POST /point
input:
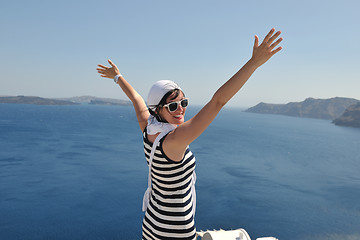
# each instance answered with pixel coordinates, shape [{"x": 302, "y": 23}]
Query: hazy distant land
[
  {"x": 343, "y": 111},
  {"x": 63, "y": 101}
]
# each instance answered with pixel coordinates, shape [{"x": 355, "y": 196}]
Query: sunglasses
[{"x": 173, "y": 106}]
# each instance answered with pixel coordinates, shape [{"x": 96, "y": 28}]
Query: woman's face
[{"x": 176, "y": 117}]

#####

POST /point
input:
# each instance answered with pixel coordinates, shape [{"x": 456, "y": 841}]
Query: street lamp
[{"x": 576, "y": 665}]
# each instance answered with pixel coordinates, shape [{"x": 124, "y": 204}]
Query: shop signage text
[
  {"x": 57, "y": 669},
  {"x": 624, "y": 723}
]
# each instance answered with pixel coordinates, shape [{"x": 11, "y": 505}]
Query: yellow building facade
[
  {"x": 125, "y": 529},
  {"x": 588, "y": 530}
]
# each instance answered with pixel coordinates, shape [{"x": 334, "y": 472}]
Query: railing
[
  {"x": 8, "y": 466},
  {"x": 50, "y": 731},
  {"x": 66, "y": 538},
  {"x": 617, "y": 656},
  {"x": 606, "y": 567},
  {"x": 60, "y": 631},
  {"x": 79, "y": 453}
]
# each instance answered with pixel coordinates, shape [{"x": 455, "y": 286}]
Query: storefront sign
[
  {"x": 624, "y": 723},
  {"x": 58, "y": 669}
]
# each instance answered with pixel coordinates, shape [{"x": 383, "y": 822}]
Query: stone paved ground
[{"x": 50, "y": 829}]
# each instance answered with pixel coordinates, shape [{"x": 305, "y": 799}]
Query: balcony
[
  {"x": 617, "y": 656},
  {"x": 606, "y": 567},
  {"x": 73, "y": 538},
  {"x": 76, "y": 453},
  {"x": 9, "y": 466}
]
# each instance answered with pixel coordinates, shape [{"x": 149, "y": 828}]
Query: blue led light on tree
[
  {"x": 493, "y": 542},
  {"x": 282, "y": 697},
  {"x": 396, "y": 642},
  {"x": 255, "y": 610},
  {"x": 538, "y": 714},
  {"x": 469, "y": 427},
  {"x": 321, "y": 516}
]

#####

§ WHAT YOU WILL DO
Wherever the word "instance" appears in a line of the data, copy that line.

§ SOLUTION
# each instance answered with pixel coordinates, shape [{"x": 302, "y": 23}]
# each instance answered with pixel coordinates, shape [{"x": 355, "y": 196}]
# each instance answered with pixel coordinates, shape [{"x": 96, "y": 28}]
# each instance answered with pixel coordinates, shape [{"x": 456, "y": 841}]
# each instance answered with pixel coordinates, shape [{"x": 124, "y": 204}]
# each instance answered with pixel coordinates, shape [{"x": 11, "y": 505}]
# each instance answered with pixel coordinates, shape [{"x": 334, "y": 472}]
# each instance answered with pixel coordinates, shape [{"x": 455, "y": 286}]
# each instance answered with pixel coordinates, shape [{"x": 383, "y": 822}]
# each instance answered with pixel coordinates, shape [{"x": 305, "y": 799}]
# each instance answered with pixel coordinates, shape [{"x": 149, "y": 828}]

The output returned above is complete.